_Task requirements_
After locating the line with "Task: place one pin on each instance of the pedestrian", reproduce that line and every one following it exactly, up to the end of the entries.

------------

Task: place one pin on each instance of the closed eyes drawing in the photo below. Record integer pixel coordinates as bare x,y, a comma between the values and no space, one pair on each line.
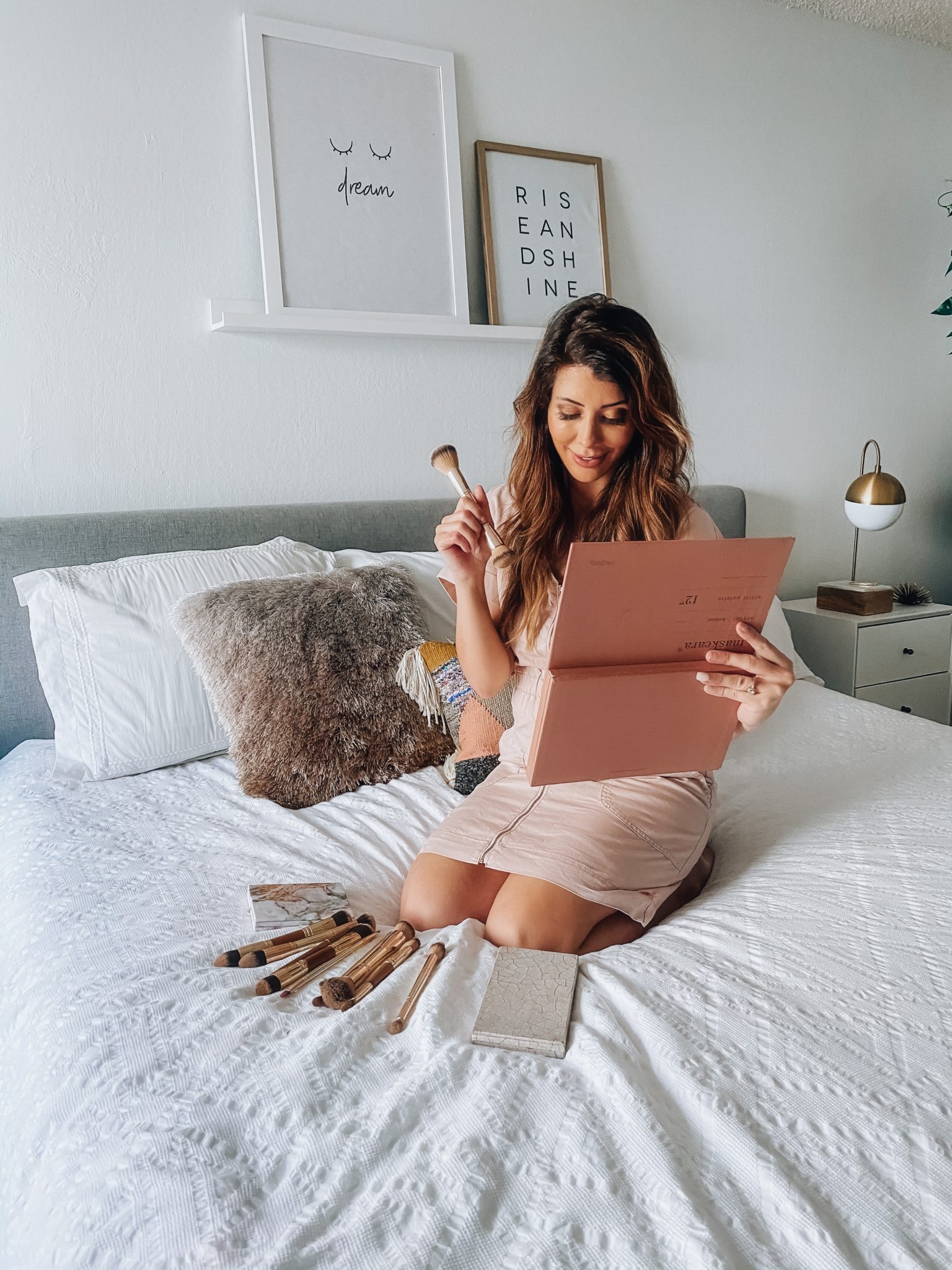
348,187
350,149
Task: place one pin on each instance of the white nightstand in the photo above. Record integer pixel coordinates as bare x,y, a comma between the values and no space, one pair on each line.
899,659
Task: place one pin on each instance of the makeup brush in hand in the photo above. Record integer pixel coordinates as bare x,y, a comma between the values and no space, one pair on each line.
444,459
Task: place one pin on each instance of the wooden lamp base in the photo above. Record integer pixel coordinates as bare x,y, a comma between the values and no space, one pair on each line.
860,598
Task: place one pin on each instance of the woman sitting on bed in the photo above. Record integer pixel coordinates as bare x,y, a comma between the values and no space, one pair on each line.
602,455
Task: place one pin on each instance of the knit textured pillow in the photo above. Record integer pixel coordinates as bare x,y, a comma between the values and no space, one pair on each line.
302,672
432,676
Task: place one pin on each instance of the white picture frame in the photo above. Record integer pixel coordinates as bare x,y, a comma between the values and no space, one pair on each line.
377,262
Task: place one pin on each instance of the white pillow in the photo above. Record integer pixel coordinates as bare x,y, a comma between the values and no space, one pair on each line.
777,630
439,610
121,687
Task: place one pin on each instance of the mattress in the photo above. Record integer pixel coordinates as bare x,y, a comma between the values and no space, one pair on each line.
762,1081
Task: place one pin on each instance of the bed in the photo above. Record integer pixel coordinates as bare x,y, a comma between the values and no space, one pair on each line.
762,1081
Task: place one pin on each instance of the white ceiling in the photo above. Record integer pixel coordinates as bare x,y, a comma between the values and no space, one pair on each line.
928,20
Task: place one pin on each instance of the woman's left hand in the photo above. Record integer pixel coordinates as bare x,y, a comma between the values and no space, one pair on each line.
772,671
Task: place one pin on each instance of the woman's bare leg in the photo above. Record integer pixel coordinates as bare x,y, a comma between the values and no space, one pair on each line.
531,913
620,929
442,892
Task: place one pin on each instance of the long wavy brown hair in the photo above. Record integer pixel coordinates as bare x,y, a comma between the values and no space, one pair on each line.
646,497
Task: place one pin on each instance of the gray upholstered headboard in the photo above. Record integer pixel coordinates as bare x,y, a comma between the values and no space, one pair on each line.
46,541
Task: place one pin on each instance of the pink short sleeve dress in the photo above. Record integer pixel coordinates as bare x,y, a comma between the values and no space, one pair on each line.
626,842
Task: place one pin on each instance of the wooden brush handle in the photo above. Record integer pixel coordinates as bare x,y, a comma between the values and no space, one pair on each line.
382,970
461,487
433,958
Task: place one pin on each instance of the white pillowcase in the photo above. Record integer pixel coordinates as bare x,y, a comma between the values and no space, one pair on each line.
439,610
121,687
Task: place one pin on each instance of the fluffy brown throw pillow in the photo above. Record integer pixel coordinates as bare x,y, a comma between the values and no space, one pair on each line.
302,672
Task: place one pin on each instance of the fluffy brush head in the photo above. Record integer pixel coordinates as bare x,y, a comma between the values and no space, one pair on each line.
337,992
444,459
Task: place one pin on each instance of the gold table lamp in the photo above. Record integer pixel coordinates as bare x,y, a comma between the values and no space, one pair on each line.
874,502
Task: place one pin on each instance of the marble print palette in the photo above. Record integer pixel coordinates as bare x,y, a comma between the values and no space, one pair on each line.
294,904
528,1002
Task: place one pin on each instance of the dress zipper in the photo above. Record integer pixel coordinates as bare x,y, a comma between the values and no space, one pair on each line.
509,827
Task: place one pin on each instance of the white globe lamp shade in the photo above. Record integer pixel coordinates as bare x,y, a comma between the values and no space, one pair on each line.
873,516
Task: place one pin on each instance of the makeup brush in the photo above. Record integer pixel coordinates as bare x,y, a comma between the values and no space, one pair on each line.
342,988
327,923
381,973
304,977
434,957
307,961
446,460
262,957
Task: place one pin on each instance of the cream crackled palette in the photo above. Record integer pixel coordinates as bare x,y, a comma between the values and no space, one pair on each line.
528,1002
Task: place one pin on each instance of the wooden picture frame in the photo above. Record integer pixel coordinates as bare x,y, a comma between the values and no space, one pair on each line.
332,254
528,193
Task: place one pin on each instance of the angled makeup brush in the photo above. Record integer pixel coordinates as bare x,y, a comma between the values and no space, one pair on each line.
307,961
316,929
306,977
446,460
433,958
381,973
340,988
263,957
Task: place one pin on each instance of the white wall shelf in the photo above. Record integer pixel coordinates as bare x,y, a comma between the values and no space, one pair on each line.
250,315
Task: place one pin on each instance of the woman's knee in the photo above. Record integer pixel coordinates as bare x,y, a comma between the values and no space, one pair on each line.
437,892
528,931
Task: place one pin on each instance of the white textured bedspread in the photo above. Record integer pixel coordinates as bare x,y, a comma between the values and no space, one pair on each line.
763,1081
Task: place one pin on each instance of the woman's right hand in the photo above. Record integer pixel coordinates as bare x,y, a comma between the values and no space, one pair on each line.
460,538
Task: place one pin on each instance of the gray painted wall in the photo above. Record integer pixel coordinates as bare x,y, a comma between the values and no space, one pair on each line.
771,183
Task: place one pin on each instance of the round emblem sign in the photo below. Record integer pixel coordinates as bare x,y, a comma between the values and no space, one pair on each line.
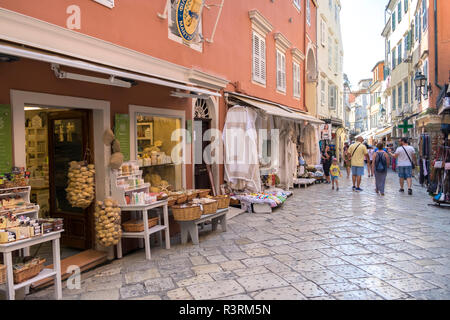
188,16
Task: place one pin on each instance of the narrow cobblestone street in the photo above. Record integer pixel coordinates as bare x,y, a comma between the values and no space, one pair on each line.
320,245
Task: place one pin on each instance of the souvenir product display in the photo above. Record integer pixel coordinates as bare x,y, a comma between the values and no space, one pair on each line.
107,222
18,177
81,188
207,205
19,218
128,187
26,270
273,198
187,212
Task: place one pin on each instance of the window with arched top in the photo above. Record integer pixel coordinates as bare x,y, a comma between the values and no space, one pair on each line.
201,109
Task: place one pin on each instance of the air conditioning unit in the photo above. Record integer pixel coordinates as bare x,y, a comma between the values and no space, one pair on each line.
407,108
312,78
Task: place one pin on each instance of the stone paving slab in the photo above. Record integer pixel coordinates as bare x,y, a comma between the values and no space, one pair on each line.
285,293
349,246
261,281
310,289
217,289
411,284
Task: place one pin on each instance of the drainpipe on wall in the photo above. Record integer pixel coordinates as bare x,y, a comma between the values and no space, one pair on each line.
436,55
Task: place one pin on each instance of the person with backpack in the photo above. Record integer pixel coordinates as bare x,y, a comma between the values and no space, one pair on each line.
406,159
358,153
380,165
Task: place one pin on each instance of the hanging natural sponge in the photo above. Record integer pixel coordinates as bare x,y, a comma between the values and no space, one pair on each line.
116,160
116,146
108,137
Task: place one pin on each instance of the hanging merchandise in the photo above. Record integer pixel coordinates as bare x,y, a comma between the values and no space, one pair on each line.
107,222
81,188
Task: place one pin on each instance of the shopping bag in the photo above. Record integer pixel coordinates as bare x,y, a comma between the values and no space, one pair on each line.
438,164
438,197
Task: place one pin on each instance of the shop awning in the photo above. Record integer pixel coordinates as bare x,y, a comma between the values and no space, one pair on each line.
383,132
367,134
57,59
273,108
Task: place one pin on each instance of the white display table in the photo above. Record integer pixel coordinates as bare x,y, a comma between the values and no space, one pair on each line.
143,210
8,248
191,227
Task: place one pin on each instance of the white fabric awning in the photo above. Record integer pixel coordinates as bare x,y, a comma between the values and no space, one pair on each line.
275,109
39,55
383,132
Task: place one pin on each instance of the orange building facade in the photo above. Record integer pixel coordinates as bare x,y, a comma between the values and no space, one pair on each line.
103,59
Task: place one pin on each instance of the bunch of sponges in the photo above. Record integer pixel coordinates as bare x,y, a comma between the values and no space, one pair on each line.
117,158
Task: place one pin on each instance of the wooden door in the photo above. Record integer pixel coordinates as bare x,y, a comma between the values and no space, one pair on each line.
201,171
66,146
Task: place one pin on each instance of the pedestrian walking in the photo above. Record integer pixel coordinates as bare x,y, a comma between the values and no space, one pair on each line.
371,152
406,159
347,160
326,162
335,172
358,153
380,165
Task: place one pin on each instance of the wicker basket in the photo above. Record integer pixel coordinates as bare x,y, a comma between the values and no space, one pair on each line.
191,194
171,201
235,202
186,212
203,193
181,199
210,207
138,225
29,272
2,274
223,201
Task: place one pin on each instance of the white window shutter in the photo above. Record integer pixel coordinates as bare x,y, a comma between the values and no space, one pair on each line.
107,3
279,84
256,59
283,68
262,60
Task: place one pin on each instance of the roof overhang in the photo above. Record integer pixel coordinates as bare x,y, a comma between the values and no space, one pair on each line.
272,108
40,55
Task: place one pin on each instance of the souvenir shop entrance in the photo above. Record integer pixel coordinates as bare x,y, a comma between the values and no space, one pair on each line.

------------

_Completed exercise_
Task: place one pin on each instance of the pedestrian walking in the photo above. Record integer pixel coordinates as bare x,y, a comma between the values and no space, one pair on each line.
371,152
406,159
347,160
326,162
335,172
358,153
380,165
Task: place one pin on each instance of the wicker basket in the photo above. Record integer pixel coordinates as bare x,y, a comma between the values and no space, one pair on each line.
191,194
171,201
235,202
186,212
203,193
181,199
210,207
138,225
29,272
2,274
223,201
Task: place one pin on each instance of the white window shutter in the photo above. Record integer pixel coordinates as bare x,y, a comma between the values and no space, one pair on each line.
107,3
279,84
256,59
283,68
262,60
Task: place one pin on each instance of the roof overhang in the photo above. Record integer pixel coordinates as bare x,y, a comma between the values and no space, one pair on each line.
272,108
40,55
Task: place one pin on each instance of the souvenir shop entrance in the photo above. Record integer pixel coordinates as bare x,y, a comma between the values and no space, one pair on each line.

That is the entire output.